— Text —
David Ellenson
(1947 - )
Dr. David Ellenson is President of Hebrew Union College-Jewish
Institute of Religion -- the 8th President in its 125 year-long history.
He holds the Gus Waterman Herrman Presidential Chair and is the I.H.
and Anna Grancell Professor of Jewish Religious Thought at HUC-JIR in
Los Angeles. A member of HUC-JIRs faculty since 1979, he has served
as Lecturer, Assistant Professor, Associate Professor, and Professor
of Jewish Religious Thought. From 1981-1997, he also held the post of
Director of the Jerome H. Louchheim School of Judaic Studies.
Dr. Ellenson received his Ph.D. from Columbia University
in 1981 and was ordained a rabbi at HUC-JIRs New York School in
1977. He holds masters degrees from Columbia, HUC-JIR, and the University
of Virginia. He received his bachelors degree from the College of William
and Mary in Virginia in 1969.

— Coordinate annotation records —
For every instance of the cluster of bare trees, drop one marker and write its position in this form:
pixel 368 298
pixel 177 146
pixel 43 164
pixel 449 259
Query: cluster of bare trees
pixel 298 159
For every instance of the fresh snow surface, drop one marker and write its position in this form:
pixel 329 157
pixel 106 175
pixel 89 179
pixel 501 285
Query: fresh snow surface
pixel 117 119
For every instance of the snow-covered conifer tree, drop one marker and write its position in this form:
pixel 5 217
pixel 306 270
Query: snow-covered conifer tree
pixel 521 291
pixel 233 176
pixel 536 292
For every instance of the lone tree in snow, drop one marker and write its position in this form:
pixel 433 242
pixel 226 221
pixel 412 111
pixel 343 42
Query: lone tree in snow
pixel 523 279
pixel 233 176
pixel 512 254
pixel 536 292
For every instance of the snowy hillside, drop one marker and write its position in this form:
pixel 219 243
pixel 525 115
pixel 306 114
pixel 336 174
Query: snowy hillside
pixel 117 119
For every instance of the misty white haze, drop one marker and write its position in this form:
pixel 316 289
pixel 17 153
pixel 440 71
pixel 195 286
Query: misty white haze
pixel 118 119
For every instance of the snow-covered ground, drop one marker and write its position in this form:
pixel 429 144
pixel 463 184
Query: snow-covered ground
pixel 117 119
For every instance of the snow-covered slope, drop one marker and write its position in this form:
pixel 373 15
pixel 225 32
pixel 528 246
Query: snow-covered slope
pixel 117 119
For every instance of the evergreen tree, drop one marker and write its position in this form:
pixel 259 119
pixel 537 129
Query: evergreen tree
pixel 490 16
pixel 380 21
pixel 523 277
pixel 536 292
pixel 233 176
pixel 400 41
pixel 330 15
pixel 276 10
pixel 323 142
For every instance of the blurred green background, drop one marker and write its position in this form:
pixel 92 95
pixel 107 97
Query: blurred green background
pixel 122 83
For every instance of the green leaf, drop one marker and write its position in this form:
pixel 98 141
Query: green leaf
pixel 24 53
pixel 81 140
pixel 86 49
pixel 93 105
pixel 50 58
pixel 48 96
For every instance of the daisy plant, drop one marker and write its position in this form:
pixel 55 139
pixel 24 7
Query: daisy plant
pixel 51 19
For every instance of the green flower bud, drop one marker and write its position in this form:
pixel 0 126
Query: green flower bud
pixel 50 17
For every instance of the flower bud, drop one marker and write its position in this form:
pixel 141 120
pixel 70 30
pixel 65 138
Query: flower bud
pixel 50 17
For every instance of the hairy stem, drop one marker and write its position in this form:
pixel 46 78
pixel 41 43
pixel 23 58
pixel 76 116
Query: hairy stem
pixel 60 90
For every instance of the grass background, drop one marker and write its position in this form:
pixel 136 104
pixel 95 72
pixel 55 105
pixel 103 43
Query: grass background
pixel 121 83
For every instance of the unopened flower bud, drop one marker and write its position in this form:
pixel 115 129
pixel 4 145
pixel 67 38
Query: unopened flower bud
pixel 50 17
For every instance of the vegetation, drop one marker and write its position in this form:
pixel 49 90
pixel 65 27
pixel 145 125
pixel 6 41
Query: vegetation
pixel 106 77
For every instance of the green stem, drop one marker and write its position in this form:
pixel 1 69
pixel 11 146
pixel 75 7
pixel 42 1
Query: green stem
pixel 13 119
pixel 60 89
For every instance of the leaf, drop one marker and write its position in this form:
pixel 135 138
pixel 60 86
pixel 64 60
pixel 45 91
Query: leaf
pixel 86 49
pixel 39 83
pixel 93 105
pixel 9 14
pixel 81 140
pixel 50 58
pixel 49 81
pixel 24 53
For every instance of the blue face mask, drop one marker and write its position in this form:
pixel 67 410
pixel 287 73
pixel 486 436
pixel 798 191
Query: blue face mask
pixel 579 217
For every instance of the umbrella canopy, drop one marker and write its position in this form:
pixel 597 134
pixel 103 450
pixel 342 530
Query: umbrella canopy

— Task list —
A) From the David Ellenson biography, extract word for word the stretch from "He holds the" through "of Judaic Studies.".
B) In one to three sentences, explain what the David Ellenson biography means by calling him "the 8th President in its 125 year-long history."
C) Recast the paragraph of the David Ellenson biography that begins "Dr. Ellenson received his Ph.D." as a bulleted list, keeping its main facts.

— Complete answers —
A)
He holds the Gus Waterman Herrman Presidential Chair and is the I.H.
and Anna Grancell Professor of Jewish Religious Thought at HUC-JIR in
Los Angeles. A member of HUC-JIRs faculty since 1979, he has served
as Lecturer, Assistant Professor, Associate Professor, and Professor
of Jewish Religious Thought. From 1981-1997, he also held the post of
Director of the Jerome H. Louchheim School of Judaic Studies.

B) He is the eighth person to serve as President of Hebrew Union College-Jewish Institute of Religion. The institution has a 125-year history.

C)
- Ph.D., Columbia University, 1981
- Ordained a rabbi at the New York School of HUC-JIR, 1977
- Master's degrees from Columbia, HUC-JIR, and the University of Virginia
- Bachelor's degree, College of William and Mary in Virginia, 1969